--- Start ---
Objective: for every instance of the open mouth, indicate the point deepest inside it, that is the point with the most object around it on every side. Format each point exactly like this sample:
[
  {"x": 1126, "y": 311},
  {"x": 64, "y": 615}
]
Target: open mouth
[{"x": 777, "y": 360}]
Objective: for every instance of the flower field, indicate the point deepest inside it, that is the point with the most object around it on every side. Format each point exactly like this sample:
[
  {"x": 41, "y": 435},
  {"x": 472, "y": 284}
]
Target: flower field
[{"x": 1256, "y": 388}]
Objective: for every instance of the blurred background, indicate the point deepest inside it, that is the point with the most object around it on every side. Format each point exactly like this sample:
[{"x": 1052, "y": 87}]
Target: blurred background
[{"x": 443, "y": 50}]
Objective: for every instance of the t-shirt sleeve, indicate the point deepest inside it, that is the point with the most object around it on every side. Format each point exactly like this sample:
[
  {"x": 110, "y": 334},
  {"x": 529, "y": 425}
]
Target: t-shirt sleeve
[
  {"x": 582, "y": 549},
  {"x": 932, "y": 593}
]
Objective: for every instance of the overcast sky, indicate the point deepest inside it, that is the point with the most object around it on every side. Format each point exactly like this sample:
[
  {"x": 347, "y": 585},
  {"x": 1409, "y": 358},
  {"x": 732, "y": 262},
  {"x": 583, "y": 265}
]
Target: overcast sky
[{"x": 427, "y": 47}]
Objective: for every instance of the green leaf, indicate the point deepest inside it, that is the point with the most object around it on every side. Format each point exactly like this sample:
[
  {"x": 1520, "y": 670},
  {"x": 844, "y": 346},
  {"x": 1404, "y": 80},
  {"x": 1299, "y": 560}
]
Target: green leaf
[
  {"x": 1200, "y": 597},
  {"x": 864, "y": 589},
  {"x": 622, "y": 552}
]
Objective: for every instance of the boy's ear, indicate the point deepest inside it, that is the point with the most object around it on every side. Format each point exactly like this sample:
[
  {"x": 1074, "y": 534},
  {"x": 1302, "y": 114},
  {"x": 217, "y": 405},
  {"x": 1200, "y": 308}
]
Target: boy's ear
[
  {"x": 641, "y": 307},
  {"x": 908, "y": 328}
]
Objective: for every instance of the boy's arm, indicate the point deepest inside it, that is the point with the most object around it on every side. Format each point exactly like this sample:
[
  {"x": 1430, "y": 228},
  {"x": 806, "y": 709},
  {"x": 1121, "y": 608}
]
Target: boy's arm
--- End ---
*WHAT THE TASK REQUIRES*
Starting from the line containing "Objective: for every instance of the boy's ear, indicate", repeat each line through the end of the entries, exactly.

*TASK RESULT*
Objective: for every instance of the boy's ear, indicate the point deepest inside it, that is the point with the most object around it on every side. Format each point exactly like this sample:
[
  {"x": 1074, "y": 534},
  {"x": 1302, "y": 114},
  {"x": 217, "y": 405},
  {"x": 1200, "y": 308}
]
Target: boy's ear
[
  {"x": 641, "y": 307},
  {"x": 908, "y": 328}
]
Objective: for every instance of the boy's arm, indicate the point deepest inside it, that is the point with the most object around it on every side. Format each point exactly like this sample:
[
  {"x": 1430, "y": 228},
  {"x": 806, "y": 709},
  {"x": 1121, "y": 608}
]
Target: boy's arm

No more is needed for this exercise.